──────── Available data
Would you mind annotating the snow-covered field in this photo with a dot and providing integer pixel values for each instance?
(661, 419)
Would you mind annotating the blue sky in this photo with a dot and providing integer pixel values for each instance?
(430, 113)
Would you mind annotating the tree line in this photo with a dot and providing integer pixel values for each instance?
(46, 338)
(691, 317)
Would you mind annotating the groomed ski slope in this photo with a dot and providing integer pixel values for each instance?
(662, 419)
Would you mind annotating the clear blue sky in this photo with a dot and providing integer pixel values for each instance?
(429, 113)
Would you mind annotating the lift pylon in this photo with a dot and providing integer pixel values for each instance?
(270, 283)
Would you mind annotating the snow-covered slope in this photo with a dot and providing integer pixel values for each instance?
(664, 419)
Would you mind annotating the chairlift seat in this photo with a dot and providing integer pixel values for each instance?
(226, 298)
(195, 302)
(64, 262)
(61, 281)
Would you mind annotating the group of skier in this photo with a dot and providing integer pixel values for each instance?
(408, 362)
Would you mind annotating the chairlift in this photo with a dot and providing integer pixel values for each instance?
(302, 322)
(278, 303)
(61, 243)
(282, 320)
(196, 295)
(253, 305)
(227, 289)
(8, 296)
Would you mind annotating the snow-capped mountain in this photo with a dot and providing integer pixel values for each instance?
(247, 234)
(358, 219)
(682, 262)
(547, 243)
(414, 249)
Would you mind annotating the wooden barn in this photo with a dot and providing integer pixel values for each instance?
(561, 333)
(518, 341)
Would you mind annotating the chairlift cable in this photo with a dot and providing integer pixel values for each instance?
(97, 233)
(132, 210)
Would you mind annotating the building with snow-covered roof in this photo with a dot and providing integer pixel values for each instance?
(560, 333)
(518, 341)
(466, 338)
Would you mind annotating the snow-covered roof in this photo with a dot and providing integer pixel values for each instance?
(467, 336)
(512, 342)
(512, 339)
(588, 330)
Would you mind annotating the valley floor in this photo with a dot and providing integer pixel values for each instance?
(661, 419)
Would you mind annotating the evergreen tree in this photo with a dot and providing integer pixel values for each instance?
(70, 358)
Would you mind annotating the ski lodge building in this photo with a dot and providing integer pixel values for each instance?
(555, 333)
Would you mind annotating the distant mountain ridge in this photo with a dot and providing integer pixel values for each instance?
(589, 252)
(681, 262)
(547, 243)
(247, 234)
────────────────
*What to work on*
The task requires an exact copy of all the lines above.

*Answer to this exercise*
Would you mind annotating the snow-covered field in this photo with a dot and providing integer pixel values for each instance?
(661, 419)
Would you mind annotating the blue sky in this photo with a dot and providing integer pixel values for each instance?
(430, 113)
Would you mind annotating the tree line in this photo with a dot and providing integer pixel values for each instance?
(46, 338)
(691, 317)
Would you mind annotating the groomed ski slope in this photo with a dot and providing integer pixel values for each instance?
(662, 419)
Would you mind annotating the clear blue sky in this photo with a dot and providing integer pixel values for each instance?
(429, 113)
Would you mind annotating the lift pylon in this photo with a dot and providing integer pixel values for each instance?
(270, 283)
Would you mind annotating the snow-covered slope in this photo with a dot and providing integer pixel values for each instance?
(664, 419)
Would you mind annotating the chairlift seat in this photo with a dot and providing integer pixel values for each instance?
(226, 298)
(195, 302)
(64, 262)
(61, 281)
Would you mind annotating the group of skier in this photo with a dot and providing integer pixel values for each instance?
(408, 362)
Would you mind annotating the chairlift in this photo with a dot and providing integer pixel values for each instance?
(302, 322)
(278, 303)
(61, 243)
(282, 320)
(196, 295)
(253, 305)
(227, 289)
(8, 296)
Would you mind annotating the snow-capped mountain in this photo with a dot and providing integer pixel values for each instance?
(247, 234)
(358, 219)
(682, 262)
(547, 243)
(414, 249)
Would you mind annotating the wooden barn in this photo with a dot and providing integer pixel values for each instance?
(561, 333)
(518, 341)
Would you mind annotating the chairlift cable in this photo with a dot and providing integer pixel values for each instance?
(97, 233)
(132, 210)
Would you mind annotating the building with snow-covered roof in this photo with a dot and providing integer pixel values for each instance?
(560, 333)
(518, 341)
(466, 338)
Would you mind annotating the snow-covered roof in this photo with a dot and providing integer pixel values for each instance?
(467, 336)
(512, 342)
(512, 339)
(588, 330)
Would you mind annotating the valley floor in this photo with a dot and providing integer pixel values for each instance?
(661, 419)
Would you mind annotating the evergreen tree in this photo with a dot and providing integer pixel values for each instance?
(70, 358)
Would you mind annotating the ski lodge building in this photo with a dot and providing integer pixel values for each instance?
(555, 333)
Would you mind annotating the distant mountain ridge in this photo with a dot and providing integer pixel values for each instance?
(589, 252)
(681, 262)
(547, 243)
(247, 234)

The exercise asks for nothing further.